Working data:

Segment Open

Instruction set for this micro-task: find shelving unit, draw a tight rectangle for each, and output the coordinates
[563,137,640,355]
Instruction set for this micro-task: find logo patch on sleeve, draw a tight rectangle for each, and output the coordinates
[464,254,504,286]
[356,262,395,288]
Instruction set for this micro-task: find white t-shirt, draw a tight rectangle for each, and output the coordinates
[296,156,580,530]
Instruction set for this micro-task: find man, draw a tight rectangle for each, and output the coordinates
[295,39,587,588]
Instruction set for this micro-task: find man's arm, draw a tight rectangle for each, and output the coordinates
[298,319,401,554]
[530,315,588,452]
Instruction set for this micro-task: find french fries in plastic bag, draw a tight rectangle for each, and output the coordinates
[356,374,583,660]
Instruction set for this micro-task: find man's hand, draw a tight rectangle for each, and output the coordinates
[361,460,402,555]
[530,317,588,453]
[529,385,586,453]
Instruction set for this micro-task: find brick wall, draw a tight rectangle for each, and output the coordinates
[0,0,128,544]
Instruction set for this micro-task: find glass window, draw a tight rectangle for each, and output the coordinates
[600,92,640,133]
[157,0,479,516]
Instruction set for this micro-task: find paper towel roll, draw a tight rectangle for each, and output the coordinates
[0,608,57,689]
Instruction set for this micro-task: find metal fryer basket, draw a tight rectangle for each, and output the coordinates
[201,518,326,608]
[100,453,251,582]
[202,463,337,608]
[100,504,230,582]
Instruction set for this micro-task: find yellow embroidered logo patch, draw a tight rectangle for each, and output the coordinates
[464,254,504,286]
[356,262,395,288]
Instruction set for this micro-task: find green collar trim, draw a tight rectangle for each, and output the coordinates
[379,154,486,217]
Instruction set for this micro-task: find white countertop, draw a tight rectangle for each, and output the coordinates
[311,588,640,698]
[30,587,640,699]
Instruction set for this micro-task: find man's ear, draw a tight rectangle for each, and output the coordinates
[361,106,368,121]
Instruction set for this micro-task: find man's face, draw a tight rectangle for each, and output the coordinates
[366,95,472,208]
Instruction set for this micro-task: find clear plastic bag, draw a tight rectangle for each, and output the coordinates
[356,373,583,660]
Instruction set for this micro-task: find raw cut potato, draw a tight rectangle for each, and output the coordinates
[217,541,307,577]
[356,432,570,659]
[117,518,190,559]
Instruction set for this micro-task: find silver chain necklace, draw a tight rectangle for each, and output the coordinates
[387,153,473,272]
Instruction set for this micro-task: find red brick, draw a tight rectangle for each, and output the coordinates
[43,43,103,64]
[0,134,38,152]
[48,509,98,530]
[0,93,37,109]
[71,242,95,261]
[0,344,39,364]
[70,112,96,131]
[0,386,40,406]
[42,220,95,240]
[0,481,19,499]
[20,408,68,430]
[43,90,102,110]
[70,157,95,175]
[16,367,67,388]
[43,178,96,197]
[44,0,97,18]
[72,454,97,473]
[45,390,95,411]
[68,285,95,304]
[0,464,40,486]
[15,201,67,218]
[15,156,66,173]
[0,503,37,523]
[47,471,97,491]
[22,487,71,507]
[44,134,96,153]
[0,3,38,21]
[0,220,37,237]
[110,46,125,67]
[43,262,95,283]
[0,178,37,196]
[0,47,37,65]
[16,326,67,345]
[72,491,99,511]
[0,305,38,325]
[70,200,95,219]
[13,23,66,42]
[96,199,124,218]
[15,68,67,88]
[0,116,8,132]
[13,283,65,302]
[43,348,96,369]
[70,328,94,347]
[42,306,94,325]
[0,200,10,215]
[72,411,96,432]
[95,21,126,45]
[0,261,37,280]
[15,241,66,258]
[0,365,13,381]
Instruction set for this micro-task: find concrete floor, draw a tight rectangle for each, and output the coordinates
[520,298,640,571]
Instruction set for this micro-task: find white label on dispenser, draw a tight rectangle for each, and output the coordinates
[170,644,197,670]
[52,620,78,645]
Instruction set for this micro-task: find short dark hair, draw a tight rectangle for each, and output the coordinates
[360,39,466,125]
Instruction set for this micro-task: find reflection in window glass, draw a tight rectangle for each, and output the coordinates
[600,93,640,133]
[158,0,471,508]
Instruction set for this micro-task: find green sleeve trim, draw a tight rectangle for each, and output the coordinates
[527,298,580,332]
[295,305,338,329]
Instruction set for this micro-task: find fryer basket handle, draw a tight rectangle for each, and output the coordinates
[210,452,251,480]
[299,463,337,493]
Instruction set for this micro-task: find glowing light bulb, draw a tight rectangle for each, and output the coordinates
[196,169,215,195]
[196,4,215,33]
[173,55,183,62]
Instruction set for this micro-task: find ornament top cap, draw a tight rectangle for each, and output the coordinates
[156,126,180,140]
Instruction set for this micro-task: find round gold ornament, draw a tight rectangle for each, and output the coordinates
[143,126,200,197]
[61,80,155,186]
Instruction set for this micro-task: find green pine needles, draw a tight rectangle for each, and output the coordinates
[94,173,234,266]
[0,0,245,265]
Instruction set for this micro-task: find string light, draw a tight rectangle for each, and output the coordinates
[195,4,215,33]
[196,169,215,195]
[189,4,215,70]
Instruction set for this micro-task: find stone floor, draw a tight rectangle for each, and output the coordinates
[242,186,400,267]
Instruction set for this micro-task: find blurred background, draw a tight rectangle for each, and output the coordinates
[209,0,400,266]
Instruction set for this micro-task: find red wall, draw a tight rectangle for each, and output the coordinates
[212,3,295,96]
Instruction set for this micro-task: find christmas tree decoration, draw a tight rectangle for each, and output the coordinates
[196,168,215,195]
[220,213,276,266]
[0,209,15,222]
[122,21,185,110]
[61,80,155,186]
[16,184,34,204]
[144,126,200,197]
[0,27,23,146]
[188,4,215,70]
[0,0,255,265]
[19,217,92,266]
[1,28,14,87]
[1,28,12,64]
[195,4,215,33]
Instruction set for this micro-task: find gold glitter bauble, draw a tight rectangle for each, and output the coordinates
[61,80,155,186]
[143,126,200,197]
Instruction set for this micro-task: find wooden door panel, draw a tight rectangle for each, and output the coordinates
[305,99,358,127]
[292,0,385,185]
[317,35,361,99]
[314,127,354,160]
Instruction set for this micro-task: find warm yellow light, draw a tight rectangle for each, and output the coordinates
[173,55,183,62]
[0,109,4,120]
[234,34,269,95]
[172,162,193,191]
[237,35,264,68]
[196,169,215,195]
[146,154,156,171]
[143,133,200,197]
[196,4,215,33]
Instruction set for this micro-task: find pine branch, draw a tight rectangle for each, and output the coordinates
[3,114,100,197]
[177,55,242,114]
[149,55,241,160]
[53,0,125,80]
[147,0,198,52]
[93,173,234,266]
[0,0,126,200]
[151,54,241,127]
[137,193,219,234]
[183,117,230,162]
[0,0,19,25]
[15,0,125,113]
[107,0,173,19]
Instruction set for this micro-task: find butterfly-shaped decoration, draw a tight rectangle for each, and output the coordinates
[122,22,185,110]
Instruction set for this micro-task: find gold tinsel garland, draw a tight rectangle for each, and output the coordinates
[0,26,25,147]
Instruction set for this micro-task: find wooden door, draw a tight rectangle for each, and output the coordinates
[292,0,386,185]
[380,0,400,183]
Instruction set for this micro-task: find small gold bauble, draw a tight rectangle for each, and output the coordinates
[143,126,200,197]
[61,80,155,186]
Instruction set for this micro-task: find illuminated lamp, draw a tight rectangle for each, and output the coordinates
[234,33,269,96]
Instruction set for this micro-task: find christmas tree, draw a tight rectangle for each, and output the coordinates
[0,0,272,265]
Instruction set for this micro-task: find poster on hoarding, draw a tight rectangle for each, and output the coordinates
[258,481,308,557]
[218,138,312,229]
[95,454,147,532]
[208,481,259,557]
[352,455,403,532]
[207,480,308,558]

Segment Closed

Exercise requirements: Print out all the material above, unaltered.

Completed task:
Instruction set for this micro-task: find shelving unit, draw a tight rectangle for each, and output the coordinates
[563,137,640,355]
Instruction set for this micro-task: find logo patch on sleeve, draw a tight rectangle for each, and output the coordinates
[464,254,504,286]
[356,262,395,288]
Instruction set for this micro-task: find white t-shirt, draw a tight rectangle for each, and output the coordinates
[296,156,580,530]
Instruction set for this micro-task: find man, draw a tight rectangle for each, and output the coordinates
[295,39,587,588]
Instruction set for this micro-task: find man's arm, draw a tight rectangle for each, and output the coordinates
[298,319,401,554]
[530,315,588,452]
Instruction set for this micro-task: find french fries in plastic bag, draw a tight rectangle for each, and output the coordinates
[356,374,583,660]
Instruction set for this micro-task: find man's hand, draw a tight rectangle for each, and output the coordinates
[361,460,402,555]
[530,317,588,453]
[529,385,586,453]
Instruction set for this micro-task: find brick wall, draw a tight rectangle for each, and output the coordinates
[0,0,128,544]
Instruction set for this micro-task: find glass window, draw a tight rectangle for each, and output the coordinates
[600,92,640,133]
[157,0,479,516]
Instruction set for this micro-task: find paper towel roll, draw a tight rectangle for each, and output the coordinates
[0,608,57,689]
Instruction set for this micro-task: find metal fryer basket, draw a tight rectangle for each, and output the coordinates
[201,518,326,608]
[100,453,251,582]
[202,463,337,608]
[100,504,230,582]
Instruction set for this micro-task: find yellow embroidered logo patch, draw a tight rectangle for each, and output the coordinates
[464,254,504,286]
[356,262,395,288]
Instruction set for this micro-task: find green collar trim, draw a tight rectangle for each, and output the coordinates
[379,154,486,217]
Instruction set for this micro-task: find white countertop, draw a tight rectangle for each, and output the coordinates
[311,588,640,698]
[30,587,640,699]
Instruction set for this micro-task: find man's ear, draw a tight rectangle for each, and output the coordinates
[361,106,368,121]
Instruction set for this micro-task: find man's face, draw a tight rectangle for each, and output the coordinates
[366,95,472,208]
Instruction set for this micro-task: find clear plastic bag, draw a tight rectangle for each, and output the coordinates
[356,373,583,660]
Instruction set for this micro-task: find raw cut potato, draw a tight rectangle for each, and output the coordinates
[217,541,307,577]
[356,432,570,659]
[117,518,190,559]
Instruction set for this micro-task: find silver chain necklace, draw a tight rectangle for each, and output the coordinates
[387,153,473,272]
Instruction set for this micro-task: find red brick, draw a tight rectangle for each, and output the coordinates
[43,43,103,64]
[0,134,38,152]
[48,509,98,530]
[0,93,37,109]
[71,242,95,261]
[0,344,39,364]
[70,112,96,131]
[0,386,40,406]
[42,220,95,240]
[0,481,19,499]
[20,408,68,430]
[43,90,102,110]
[70,157,95,175]
[16,367,67,388]
[43,178,96,197]
[44,0,97,18]
[72,454,97,473]
[45,390,95,411]
[68,285,95,304]
[0,464,40,486]
[15,201,67,218]
[15,156,66,173]
[0,503,37,523]
[47,471,97,491]
[22,487,71,507]
[44,134,96,153]
[0,3,38,21]
[0,220,37,237]
[110,46,125,67]
[43,262,95,283]
[0,178,37,196]
[0,47,37,65]
[16,326,67,345]
[72,491,99,511]
[0,305,38,325]
[70,200,95,219]
[13,23,66,42]
[96,199,124,218]
[15,68,67,88]
[0,116,8,132]
[13,283,65,302]
[43,348,96,369]
[70,328,94,347]
[42,306,94,325]
[0,200,10,215]
[72,411,96,432]
[95,21,126,45]
[0,261,37,280]
[15,241,66,258]
[0,365,13,381]
Instruction set for this micro-task: find concrete floor, draw a tight rectangle for each, and output the coordinates
[520,298,640,571]
Instruction set for this micro-task: find white label on dispenser, draw a tight rectangle for each, and output the coordinates
[170,644,197,670]
[52,620,78,645]
Instruction set for this micro-task: find short dark hair, draw a tight rectangle for each, and output the coordinates
[360,39,466,125]
Instruction set for this micro-task: find reflection in window glass, draw a tight rectangle for each, and output the coordinates
[600,93,640,133]
[158,0,471,508]
Instruction set for this micro-task: find green sleeve trim, draw a tight rectangle for each, and output the coordinates
[527,298,580,332]
[295,305,338,329]
Instruction set for this micro-task: find fryer basket handle, draw a tight rectangle for each, and output the coordinates
[210,452,251,480]
[299,463,337,493]
Instruction set for this micro-task: find glowing light bulb, draw a tight rectangle for each, and output the coordinates
[196,169,215,195]
[196,4,215,33]
[173,55,183,62]
Instruction set for this micro-task: find ornament top cap, draw a tight rectangle for each, and output the coordinates
[156,126,180,140]
Instruction set for this micro-task: find round gold ornament, draw a tight rectangle for each, and output the coordinates
[143,126,200,197]
[61,80,155,186]
Instruction set for this micro-task: find green pine needles, draw a tight rectangle for each, and output the coordinates
[94,173,234,266]
[0,0,245,265]
Instruction set for this micro-task: find string light, draw a tight rectangle for each, and output the coordinates
[195,4,215,33]
[196,169,215,195]
[189,4,215,70]
Instruction set for this micro-task: find stone floor, draw a tight rectangle for each, and output the coordinates
[242,186,400,267]
Instruction set for this micro-task: find blurred background, draw a tight rectangle for each, and output the coordinates
[209,0,400,266]
Instruction set for this micro-task: find red wall, draw a tight rectangle for each, and output the coordinates
[212,3,295,96]
Instruction set for this micro-task: find christmas tree decoration, draw a tight rectangle for each, and output the coordinates
[196,168,215,195]
[220,213,276,266]
[0,209,15,222]
[122,21,185,110]
[61,80,155,186]
[16,184,34,204]
[144,126,200,197]
[0,27,23,146]
[188,4,215,70]
[0,0,255,265]
[19,217,92,266]
[1,28,14,87]
[1,28,12,64]
[195,4,215,33]
Instruction set for this micro-task: find gold glitter bauble, draw a tight rectangle for each, and output the coordinates
[61,80,155,186]
[143,126,200,197]
Instruction set for this micro-task: find wooden door panel, draw a tight rectangle for each, and output the coordinates
[305,99,358,127]
[292,0,385,185]
[317,35,361,99]
[314,127,354,160]
Instruction set for this micro-task: find warm yellow light, draw a tight rectangle for each, and output the coordinates
[173,55,183,62]
[0,109,4,120]
[234,34,269,95]
[172,162,193,191]
[237,35,264,68]
[196,169,215,195]
[146,154,156,171]
[143,133,200,197]
[196,4,215,33]
Instruction set for this micro-task: find pine branch, draw a tight rectangle for each, and output the coordinates
[3,114,100,197]
[177,55,242,114]
[149,55,241,160]
[53,0,125,80]
[147,0,198,52]
[93,173,234,266]
[0,0,126,200]
[151,54,241,127]
[137,193,219,234]
[183,117,230,162]
[0,0,19,25]
[15,0,125,113]
[107,0,173,19]
Instruction set for this micro-task: find butterfly-shaped decoration, draw a tight rectangle for each, and output the coordinates
[122,22,185,110]
Instruction set for this micro-task: find gold tinsel garland, draw a tight rectangle for each, and output the coordinates
[0,26,25,147]
Instruction set for this micro-task: find wooden door, draw a tight rectangle for each, and output the coordinates
[292,0,386,185]
[380,0,400,183]
Instruction set for this micro-task: find small gold bauble, draw a tight rectangle for each, and output the coordinates
[143,126,200,197]
[61,80,155,186]
Instruction set for this micro-task: find illuminated lamp, draw a tight rectangle for each, and output the coordinates
[234,33,269,96]
Instruction set for this micro-task: find christmas tree, draw a tight rectangle for each, and output the coordinates
[0,0,272,265]
Instruction set for this micro-task: find poster on hoarding, draw a tight rectangle for each, and output the coordinates
[258,481,308,557]
[218,138,312,229]
[95,454,147,532]
[208,481,259,557]
[352,455,403,532]
[207,480,308,558]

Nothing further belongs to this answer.